Find "Question. The picture above shows the ice rink barrier" in the data below; transcribe the line it appears on and each line after it, exactly, to the end, and nothing else.

[Records drawn from a dataset]
======

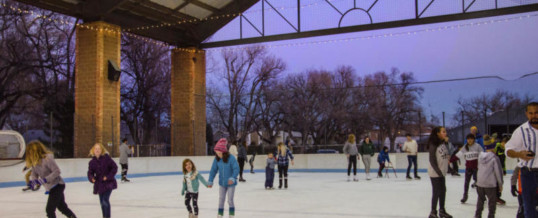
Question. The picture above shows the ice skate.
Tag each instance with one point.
(444, 214)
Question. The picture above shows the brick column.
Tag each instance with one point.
(188, 102)
(97, 99)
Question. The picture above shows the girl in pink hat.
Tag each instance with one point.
(228, 169)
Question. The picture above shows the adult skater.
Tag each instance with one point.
(46, 172)
(523, 145)
(367, 152)
(469, 153)
(411, 148)
(241, 159)
(352, 154)
(252, 150)
(284, 154)
(125, 151)
(228, 169)
(101, 172)
(438, 155)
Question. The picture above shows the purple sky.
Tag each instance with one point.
(506, 49)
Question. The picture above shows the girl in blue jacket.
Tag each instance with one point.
(228, 168)
(381, 158)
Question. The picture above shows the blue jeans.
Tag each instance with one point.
(104, 199)
(412, 159)
(529, 179)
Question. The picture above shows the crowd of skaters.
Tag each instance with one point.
(484, 164)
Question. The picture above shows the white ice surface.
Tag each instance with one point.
(309, 195)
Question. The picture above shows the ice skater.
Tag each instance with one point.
(241, 159)
(490, 179)
(191, 183)
(284, 154)
(381, 158)
(101, 172)
(228, 169)
(46, 172)
(352, 154)
(125, 151)
(367, 152)
(469, 153)
(438, 155)
(270, 171)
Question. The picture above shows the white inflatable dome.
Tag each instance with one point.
(12, 145)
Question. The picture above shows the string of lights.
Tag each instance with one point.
(236, 48)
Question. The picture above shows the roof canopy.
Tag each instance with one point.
(130, 14)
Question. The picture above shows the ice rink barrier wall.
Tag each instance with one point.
(73, 170)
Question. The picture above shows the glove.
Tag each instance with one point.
(34, 183)
(514, 191)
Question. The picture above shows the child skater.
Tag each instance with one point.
(490, 178)
(46, 173)
(228, 168)
(438, 156)
(381, 158)
(270, 171)
(283, 163)
(469, 153)
(191, 182)
(101, 172)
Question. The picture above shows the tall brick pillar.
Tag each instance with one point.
(97, 99)
(188, 102)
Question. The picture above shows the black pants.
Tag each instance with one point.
(57, 200)
(381, 167)
(438, 192)
(194, 197)
(491, 194)
(124, 168)
(468, 173)
(283, 170)
(241, 166)
(251, 162)
(352, 160)
(412, 159)
(269, 177)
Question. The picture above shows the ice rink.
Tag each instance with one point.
(322, 194)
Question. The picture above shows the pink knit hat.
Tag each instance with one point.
(221, 145)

======

(Task response)
Question. The picture above shows the ice rink barrier wall.
Tag each instance with one point.
(73, 170)
Question. The picture above shows the glove.
Tag each instance with one point.
(34, 183)
(514, 191)
Question. The picture above shows the child skater.
Tag each instance with one point.
(490, 178)
(46, 173)
(228, 168)
(438, 156)
(381, 158)
(270, 171)
(283, 163)
(469, 153)
(191, 182)
(101, 172)
Question. The picture above shows the tall brick pillar.
Tag each instance with one point.
(97, 99)
(188, 102)
Question. The picture above shows the black pants.
Tag each instance with one point.
(57, 200)
(381, 167)
(438, 192)
(194, 197)
(491, 194)
(124, 168)
(468, 173)
(283, 170)
(241, 166)
(251, 162)
(352, 160)
(412, 159)
(269, 177)
Question. The picture above shows the ice rink.
Tag each instance with one point.
(322, 194)
Question. The picture above shows the pink knit hat.
Tag each instance with one point.
(221, 145)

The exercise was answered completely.